Provided information: Begin

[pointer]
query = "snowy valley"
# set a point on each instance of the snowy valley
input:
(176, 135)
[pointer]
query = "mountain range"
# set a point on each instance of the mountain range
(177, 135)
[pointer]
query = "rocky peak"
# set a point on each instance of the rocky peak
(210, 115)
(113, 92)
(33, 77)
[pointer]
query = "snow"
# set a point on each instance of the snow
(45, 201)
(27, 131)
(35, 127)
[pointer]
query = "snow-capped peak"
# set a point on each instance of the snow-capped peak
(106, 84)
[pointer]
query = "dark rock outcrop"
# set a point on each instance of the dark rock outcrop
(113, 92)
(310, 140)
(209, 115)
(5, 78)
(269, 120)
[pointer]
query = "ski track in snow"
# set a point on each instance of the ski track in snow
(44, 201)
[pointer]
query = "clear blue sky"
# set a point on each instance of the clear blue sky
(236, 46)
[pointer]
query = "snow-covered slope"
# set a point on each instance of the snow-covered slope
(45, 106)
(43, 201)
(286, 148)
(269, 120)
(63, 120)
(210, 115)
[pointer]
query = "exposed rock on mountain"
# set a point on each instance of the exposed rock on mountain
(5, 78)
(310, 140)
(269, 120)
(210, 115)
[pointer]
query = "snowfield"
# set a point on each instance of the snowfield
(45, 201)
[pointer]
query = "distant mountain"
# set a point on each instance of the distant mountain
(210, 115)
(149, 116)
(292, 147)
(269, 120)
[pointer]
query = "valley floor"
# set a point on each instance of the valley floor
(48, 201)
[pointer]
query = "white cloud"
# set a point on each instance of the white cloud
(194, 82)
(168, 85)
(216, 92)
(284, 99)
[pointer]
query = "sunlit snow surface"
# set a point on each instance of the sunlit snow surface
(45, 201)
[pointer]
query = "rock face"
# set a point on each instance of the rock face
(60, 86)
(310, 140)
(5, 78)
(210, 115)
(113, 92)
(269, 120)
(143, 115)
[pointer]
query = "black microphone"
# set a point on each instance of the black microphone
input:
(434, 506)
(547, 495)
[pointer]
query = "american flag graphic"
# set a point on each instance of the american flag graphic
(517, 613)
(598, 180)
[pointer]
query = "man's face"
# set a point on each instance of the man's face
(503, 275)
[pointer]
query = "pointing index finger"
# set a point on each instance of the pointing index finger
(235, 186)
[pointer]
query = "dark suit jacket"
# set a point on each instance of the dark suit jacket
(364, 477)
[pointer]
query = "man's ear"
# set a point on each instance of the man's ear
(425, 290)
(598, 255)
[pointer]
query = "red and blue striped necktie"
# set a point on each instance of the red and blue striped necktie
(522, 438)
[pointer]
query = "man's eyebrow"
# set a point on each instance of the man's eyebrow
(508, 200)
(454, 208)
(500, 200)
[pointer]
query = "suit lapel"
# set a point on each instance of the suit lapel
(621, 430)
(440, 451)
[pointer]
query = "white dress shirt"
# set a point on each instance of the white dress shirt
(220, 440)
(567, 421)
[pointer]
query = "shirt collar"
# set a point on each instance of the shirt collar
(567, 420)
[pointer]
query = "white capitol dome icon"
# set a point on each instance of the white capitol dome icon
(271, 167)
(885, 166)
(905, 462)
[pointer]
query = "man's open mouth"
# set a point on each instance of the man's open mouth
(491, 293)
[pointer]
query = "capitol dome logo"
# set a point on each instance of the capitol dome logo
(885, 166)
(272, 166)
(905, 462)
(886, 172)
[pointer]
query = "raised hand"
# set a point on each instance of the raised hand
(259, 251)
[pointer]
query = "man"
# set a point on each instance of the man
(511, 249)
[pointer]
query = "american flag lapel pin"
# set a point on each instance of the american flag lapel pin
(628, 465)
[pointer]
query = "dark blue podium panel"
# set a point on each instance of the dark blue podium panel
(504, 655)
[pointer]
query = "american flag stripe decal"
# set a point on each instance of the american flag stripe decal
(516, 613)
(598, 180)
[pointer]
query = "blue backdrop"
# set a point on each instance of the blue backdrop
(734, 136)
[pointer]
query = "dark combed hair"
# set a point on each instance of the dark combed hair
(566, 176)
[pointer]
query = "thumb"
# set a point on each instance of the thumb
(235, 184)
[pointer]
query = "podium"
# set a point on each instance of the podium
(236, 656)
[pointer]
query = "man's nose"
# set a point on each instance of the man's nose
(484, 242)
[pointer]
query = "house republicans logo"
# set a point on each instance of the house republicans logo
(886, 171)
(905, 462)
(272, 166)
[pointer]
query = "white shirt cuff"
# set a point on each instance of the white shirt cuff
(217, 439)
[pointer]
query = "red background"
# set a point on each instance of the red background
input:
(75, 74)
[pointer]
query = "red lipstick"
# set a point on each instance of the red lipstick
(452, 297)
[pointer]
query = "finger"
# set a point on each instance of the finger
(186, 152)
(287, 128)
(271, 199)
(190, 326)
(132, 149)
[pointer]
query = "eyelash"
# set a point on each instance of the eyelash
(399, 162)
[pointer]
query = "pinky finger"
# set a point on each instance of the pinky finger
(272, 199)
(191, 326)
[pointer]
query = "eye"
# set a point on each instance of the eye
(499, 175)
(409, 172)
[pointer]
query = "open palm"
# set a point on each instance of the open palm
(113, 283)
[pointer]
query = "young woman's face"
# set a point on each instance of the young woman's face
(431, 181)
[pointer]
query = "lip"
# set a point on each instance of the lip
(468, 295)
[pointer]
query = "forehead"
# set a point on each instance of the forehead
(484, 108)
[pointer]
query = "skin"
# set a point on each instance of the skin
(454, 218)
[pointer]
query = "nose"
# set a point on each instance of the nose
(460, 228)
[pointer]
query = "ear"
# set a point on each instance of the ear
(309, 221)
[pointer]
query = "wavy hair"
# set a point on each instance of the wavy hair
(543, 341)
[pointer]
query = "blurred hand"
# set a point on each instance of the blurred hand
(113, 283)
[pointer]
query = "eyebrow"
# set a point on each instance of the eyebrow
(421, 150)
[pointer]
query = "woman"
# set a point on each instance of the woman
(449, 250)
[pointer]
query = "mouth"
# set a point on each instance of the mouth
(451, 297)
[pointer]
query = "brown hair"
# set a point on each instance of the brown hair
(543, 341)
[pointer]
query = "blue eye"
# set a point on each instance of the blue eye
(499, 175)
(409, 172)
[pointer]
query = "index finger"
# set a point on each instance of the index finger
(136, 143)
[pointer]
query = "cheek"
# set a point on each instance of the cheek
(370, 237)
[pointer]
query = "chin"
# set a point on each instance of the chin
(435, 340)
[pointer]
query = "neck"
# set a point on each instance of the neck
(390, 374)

Provided information: End

- **What to produce**: Every record above belongs in the answer, reproduced exactly.

- **Answer box**:
[pointer]
query = "snowy valley"
# set a point on each instance of the snowy valley
input:
(176, 135)
[pointer]
query = "mountain range"
# set a point on each instance of the mountain range
(177, 135)
[pointer]
query = "rocky peak"
# set a point on each instance of the rocky peak
(210, 115)
(113, 92)
(33, 77)
[pointer]
query = "snow"
# set a point on each instance of the snow
(45, 201)
(27, 131)
(35, 127)
[pointer]
query = "snow-capped peak"
# set a point on each instance of the snow-capped peak
(106, 84)
[pointer]
query = "dark rock outcrop"
# set a point on each instance of the dark rock outcrop
(113, 92)
(310, 140)
(209, 115)
(5, 78)
(269, 120)
[pointer]
query = "ski track in snow"
# set a point on each instance of the ski track in snow
(44, 201)
[pointer]
query = "clear blue sky"
# set a point on each instance of the clear blue sky
(236, 46)
[pointer]
query = "snow-covered slope"
# set a point on each instance of the snow-covered slope
(45, 106)
(43, 201)
(286, 148)
(269, 120)
(63, 120)
(210, 115)
[pointer]
query = "exposed rock on mountain"
# set a point on each instance of the exposed rock on mountain
(5, 78)
(310, 140)
(269, 120)
(210, 115)
[pointer]
query = "snowfield"
# set a point on each instance of the snowfield
(45, 201)
[pointer]
query = "distant mountain"
# set a point on each instance of the distant mountain
(210, 115)
(149, 116)
(292, 147)
(269, 120)
[pointer]
query = "valley floor"
# set a point on each instance of the valley floor
(48, 201)
[pointer]
query = "white cloud"
# set a point on each instance of the white cloud
(194, 82)
(168, 85)
(216, 92)
(284, 99)
[pointer]
query = "sunlit snow surface"
# set a point on each instance of the sunlit snow surface
(45, 201)
[pointer]
query = "rock face"
# set a point on each instance of the rock face
(60, 86)
(310, 140)
(5, 78)
(210, 115)
(113, 92)
(269, 120)
(143, 115)
[pointer]
query = "black microphone"
# set a point on each instance of the black microphone
input:
(434, 506)
(547, 495)
[pointer]
query = "american flag graphic"
# set a point on each instance of the american flag graphic
(517, 613)
(598, 180)
[pointer]
query = "man's face"
# set a point on each instance of the man's face
(503, 275)
[pointer]
query = "pointing index finger"
# set a point on each instance of the pointing index finger
(235, 186)
[pointer]
query = "dark suit jacket"
# set a point on each instance of the dark suit jacket
(364, 477)
[pointer]
query = "man's ear"
# set a point on each instance of the man's ear
(425, 290)
(598, 255)
[pointer]
query = "red and blue striped necktie"
# set a point on each instance of the red and blue striped necktie
(522, 438)
[pointer]
query = "man's eyebrow"
# set a point on each instance of the man's eyebrow
(508, 200)
(454, 208)
(500, 200)
[pointer]
query = "suit lapel"
# set a point on each instance of the suit lapel
(621, 430)
(440, 451)
[pointer]
query = "white dress shirt"
# set a point on each instance of the white dress shirt
(220, 440)
(567, 421)
[pointer]
query = "shirt collar"
# set a point on each instance of the shirt collar
(567, 420)
[pointer]
query = "white capitol dome icon"
# set a point on each instance of the white capitol dome icon
(271, 167)
(885, 166)
(905, 462)
[pointer]
query = "man's open mouth"
# set a point on each instance of the man's open mouth
(491, 293)
[pointer]
query = "capitol dome logo"
# set a point on each instance of the capitol dome logo
(885, 166)
(272, 166)
(905, 462)
(886, 172)
[pointer]
query = "raised hand"
# set a point on each instance of the raised hand
(259, 251)
[pointer]
query = "man"
# set a point on each instance of the man
(511, 249)
[pointer]
query = "american flag lapel pin"
# set a point on each instance of the american flag lapel pin
(628, 465)
[pointer]
query = "dark blue podium panel"
# set a point on each instance of the dark blue podium panel
(504, 655)
[pointer]
query = "american flag stripe decal"
# set a point on each instance of the american flag stripe decal
(516, 613)
(598, 180)
[pointer]
query = "blue backdrop"
# set a point on each instance of the blue backdrop
(734, 136)
[pointer]
query = "dark combed hair"
# set a point on each instance of the dark combed hair
(566, 176)
[pointer]
query = "thumb"
# set a point on each instance of the thumb
(235, 184)
[pointer]
query = "podium"
# set a point on each instance of the podium
(236, 656)
[pointer]
query = "man's nose"
# set a point on each instance of the man's nose
(484, 242)
[pointer]
query = "house republicans logo"
# set a point on each instance of the house republicans logo
(886, 171)
(905, 462)
(272, 166)
[pointer]
query = "white shirt cuff"
# set a point on each instance of the white shirt cuff
(217, 439)
[pointer]
query = "red background"
# set a point on each instance of the red background
input:
(75, 74)
[pointer]
query = "red lipstick"
# set a point on each instance of the red lipstick
(452, 297)
[pointer]
query = "finger"
# set a point on each instance of the finger
(186, 152)
(287, 128)
(271, 199)
(190, 326)
(132, 149)
[pointer]
query = "eyelash"
# set a point on each instance of the eyelash
(399, 162)
[pointer]
query = "pinky finger"
# set a point on each instance of the pinky finger
(272, 199)
(191, 326)
[pointer]
query = "eye"
# set a point on each instance of the eye
(499, 175)
(409, 172)
[pointer]
query = "open palm"
# set a point on each instance of the open palm
(113, 283)
[pointer]
query = "young woman's face"
# set a point on each instance of the young woman's face
(431, 181)
[pointer]
query = "lip"
# set a point on each instance of the lip
(468, 295)
[pointer]
query = "forehead"
# set a point on each instance of the forehead
(484, 108)
[pointer]
query = "skin"
# set a point on each instance of the skin
(454, 218)
[pointer]
query = "nose"
# set a point on each instance of the nose
(460, 228)
[pointer]
query = "ear"
# set a point on each instance of the ear
(309, 221)
[pointer]
query = "wavy hair"
# set a point on each instance of the wavy hair
(543, 341)
[pointer]
query = "blurred hand"
# set a point on each instance of the blurred hand
(113, 283)
[pointer]
query = "eyebrow"
# set a point on each instance of the eyebrow
(421, 150)
[pointer]
query = "woman"
# set a point on each instance of the woman
(449, 250)
[pointer]
query = "mouth"
# set a point on each instance of the mouth
(451, 297)
[pointer]
query = "brown hair"
# set a point on each instance of the brown hair
(543, 341)
[pointer]
query = "blue eye"
# set a point on each instance of the blue eye
(499, 175)
(409, 172)
[pointer]
query = "index finger"
# set a point on each instance of the index finger
(136, 143)
[pointer]
query = "cheek"
# set a point on each instance of the cheek
(370, 237)
[pointer]
query = "chin"
# set a point on each instance of the chin
(435, 340)
[pointer]
query = "neck"
# set a point on each instance of the neck
(390, 374)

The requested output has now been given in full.